| Task to complete |
Instruction for the entries that follow: retype exactly the lines from the line with "of the white" to the line with "[[408, 789]]", both included, and omit all others.

[Provided records Boundary: Start]

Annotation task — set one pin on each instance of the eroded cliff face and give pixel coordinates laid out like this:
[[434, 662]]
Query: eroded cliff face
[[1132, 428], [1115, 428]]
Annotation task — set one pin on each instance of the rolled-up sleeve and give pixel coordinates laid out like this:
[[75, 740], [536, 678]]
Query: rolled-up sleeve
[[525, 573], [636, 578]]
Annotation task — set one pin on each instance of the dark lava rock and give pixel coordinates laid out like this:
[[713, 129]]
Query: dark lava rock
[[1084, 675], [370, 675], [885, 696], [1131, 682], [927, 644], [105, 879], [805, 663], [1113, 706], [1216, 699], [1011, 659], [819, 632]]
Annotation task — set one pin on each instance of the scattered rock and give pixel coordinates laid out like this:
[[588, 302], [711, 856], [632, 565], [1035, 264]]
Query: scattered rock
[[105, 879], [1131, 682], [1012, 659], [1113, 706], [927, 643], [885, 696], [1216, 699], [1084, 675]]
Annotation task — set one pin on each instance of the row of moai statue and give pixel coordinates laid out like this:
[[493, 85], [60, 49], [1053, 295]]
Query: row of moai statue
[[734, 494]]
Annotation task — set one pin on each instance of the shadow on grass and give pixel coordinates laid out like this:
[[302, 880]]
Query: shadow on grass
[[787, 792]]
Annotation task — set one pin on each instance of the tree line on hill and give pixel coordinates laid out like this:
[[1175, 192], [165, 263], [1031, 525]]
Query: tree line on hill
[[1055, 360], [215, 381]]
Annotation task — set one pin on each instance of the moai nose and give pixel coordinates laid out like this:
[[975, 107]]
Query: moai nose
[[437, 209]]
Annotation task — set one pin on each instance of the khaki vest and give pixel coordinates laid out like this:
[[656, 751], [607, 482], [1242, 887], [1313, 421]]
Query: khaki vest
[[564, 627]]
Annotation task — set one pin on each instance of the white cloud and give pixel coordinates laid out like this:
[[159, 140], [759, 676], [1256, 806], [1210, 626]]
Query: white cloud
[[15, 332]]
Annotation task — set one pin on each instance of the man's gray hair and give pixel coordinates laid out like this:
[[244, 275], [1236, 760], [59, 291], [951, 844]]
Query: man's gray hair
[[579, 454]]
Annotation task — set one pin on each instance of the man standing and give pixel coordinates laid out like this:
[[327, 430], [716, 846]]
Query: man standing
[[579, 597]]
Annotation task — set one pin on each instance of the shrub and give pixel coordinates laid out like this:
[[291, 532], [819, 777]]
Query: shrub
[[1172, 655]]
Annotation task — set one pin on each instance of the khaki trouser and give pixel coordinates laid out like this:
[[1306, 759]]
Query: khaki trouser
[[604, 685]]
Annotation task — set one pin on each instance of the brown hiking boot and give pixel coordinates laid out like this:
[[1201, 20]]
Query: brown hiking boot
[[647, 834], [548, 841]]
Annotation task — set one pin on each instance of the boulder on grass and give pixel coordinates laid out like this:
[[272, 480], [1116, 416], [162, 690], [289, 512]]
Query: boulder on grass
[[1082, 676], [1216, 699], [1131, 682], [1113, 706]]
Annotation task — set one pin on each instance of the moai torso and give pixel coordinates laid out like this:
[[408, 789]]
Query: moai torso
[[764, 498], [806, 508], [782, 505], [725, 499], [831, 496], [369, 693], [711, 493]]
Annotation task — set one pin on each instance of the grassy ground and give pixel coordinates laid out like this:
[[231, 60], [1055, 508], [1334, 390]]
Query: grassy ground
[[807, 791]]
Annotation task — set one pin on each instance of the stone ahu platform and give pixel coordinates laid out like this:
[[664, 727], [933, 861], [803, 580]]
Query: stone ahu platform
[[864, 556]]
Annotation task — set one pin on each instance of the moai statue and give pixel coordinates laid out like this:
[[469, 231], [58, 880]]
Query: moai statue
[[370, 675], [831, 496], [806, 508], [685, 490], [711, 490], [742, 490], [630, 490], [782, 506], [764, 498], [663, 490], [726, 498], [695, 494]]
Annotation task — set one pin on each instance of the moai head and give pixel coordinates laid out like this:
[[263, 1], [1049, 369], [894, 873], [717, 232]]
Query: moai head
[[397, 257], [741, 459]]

[Provided records Boundary: End]

| Exercise response |
Annotation task — set one pin on each instance of the white cloud and give pixel coordinates laid out like this:
[[159, 140], [759, 676], [1256, 806], [1210, 626]]
Query: white cloud
[[15, 332]]
Annotation task — set one pin on each instance of the man's gray hair and give pixel coordinates laid out like this:
[[244, 275], [1236, 760], [59, 291], [951, 844]]
Query: man's gray hair
[[579, 454]]
Annotation task — set one pin on each instance of the man standing and give pixel coordinates laid out like this:
[[327, 430], [716, 846]]
Query: man standing
[[579, 597]]
Annotation task — set one pin on each instance of the shrub and give pixel coordinates laid out like this:
[[291, 532], [819, 777]]
Query: shrub
[[1172, 655]]
Annotation task — set one pin on each instance of the khaki trouser and give pixel coordinates laid out like this:
[[1306, 759]]
Query: khaki trouser
[[604, 685]]
Annotation task — set one pin on each instance of the brown hiking boot and give pixel coordinates laid out like this:
[[1201, 20]]
Query: brown hiking boot
[[647, 834], [548, 841]]
Annotation task — set one pin on each instance of the boulder on grass and give pixel coordinates laid out like this:
[[272, 480], [1116, 416], [162, 690], [289, 512]]
Query: boulder on grass
[[1082, 676], [1216, 699], [1131, 682], [1113, 706]]
Annotation task — set one pin on each instance of the moai torso and give pixel coordinates laid out like this:
[[408, 789]]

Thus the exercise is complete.